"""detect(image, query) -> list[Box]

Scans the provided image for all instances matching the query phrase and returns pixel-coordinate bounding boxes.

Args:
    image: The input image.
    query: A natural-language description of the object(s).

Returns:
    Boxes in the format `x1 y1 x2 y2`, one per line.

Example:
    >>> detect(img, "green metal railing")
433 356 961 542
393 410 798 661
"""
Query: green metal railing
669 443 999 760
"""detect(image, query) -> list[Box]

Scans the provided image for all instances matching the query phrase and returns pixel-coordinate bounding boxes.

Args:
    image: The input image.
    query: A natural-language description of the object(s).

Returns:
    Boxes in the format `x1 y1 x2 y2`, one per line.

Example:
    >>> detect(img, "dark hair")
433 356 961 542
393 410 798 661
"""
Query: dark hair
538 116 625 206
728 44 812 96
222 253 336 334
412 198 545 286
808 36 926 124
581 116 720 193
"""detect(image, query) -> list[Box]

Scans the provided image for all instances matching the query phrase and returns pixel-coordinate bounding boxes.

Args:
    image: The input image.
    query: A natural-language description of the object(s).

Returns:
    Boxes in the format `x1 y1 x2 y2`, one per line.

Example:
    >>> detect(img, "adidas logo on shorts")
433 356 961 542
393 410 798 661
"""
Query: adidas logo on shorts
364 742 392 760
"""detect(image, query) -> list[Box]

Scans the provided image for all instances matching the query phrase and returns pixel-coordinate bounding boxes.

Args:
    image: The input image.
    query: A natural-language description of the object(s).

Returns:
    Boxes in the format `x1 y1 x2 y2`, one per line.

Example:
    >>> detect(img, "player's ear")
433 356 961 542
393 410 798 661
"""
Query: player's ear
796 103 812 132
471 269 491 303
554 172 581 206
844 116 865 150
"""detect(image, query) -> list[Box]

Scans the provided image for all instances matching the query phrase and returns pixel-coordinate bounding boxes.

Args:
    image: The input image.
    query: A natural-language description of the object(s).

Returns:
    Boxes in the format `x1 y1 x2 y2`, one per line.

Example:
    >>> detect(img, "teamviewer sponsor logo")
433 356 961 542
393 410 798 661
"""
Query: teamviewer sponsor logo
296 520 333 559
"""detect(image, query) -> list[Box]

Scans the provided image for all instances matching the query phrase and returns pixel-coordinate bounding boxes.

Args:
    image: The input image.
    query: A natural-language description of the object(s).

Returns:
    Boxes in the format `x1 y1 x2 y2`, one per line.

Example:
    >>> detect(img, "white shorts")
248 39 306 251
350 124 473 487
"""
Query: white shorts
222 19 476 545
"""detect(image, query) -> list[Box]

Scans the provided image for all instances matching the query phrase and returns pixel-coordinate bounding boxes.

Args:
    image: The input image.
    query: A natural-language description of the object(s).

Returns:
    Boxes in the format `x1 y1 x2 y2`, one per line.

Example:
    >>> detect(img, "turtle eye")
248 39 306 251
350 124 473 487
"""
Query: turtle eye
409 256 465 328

■ **Required work**: Copy the records above line for line, without changing anything.

■ **The result**:
"""detect(image, query) -> list[Box]

Scans the provided image for all instances matching the query phrase and returns pixel-coordinate bounding boxes.

Args:
    image: The input image.
    query: A natural-language description of the object(s).

Returns:
    Boxes in the format `x1 y1 x2 y2`, one per line.

Example:
    >>> detect(img, "green metal railing")
433 356 961 542
393 410 798 661
"""
Query: green metal railing
669 443 999 760
"""detect(image, query) -> list[Box]

Scans the provided image for all instances matching the query phrase and returns pixel-coordinate bounding boxes.

Args:
    image: The input image.
    query: A natural-language description of the object(s).

Returns:
    Boxes in the format `x1 y1 x2 y2`, one per line.

Example:
    >>> detect(img, "dark hair")
433 356 961 542
393 410 798 661
"""
Query: dark hair
538 116 625 206
728 44 812 96
222 253 336 334
412 198 545 286
808 36 926 124
581 116 720 193
"""detect(image, query) -> list[Box]

Scans the provided image for all instances matching the query phrase and returns pixel-coordinate bounding boxes.

Args:
    image: The input image.
    query: A natural-language description of the object(s).

Returns:
    Boxes in the format `x1 y1 x2 y2`, one per line.

Example:
    >>> detect(img, "adidas logo on shorts")
433 356 961 542
393 410 798 661
"""
Query: adidas logo on shorts
364 742 392 760
"""detect(image, query) -> list[Box]

Scans the provided image for all instances matching the query phrase and returns pixel-coordinate bounding boxes.

Args:
    image: The input image.
    query: A natural-language description of the object(s).

Returns:
    Boxes in the format `x1 y1 x2 y2`, one per line.

Example:
    >>> detect(img, "player's ear")
433 356 961 542
393 410 798 661
"""
Query: player's ear
796 103 812 132
471 269 491 303
554 172 581 206
844 116 865 150
"""detect(image, query) -> list[Box]

Scans the provided image for all instances matching the query phrase and returns pixel-coordinate bounding boxes.

Args:
    image: The input image.
    query: A natural-language description of the object(s).

Returns:
    Boxes in the format `x1 y1 x2 y2`, one per line.

Example:
    >>> detect(img, "teamviewer sponsor logo")
433 356 961 542
393 410 798 661
"""
Query: teamviewer sponsor logo
296 520 333 559
"""detect(image, query) -> list[Box]

Scans the provided image for all instances matching the query phrase and returns pixel-coordinate bounding boxes.

Args:
    image: The input image.
    query: A natural-language description of the object(s).

Returns:
    Boxes in the format `x1 y1 x2 y2`, one per line.

Example:
    >>> detect(img, "white shorts")
248 39 306 251
350 124 473 487
"""
Query: white shorts
222 19 476 545
"""detect(image, query) -> list[Box]

Scans the provided image for all instances matching the query phrase and returns pixel-coordinate bounding boxes.

Args:
    image: The input image.
    query: A natural-language description of the object(s).

Returns:
    Boxes in the format `x1 y1 x2 y2`, one per line.

Example:
    >>> detect(img, "turtle eye")
248 39 306 251
350 124 473 487
"""
Query: turtle eye
409 256 465 328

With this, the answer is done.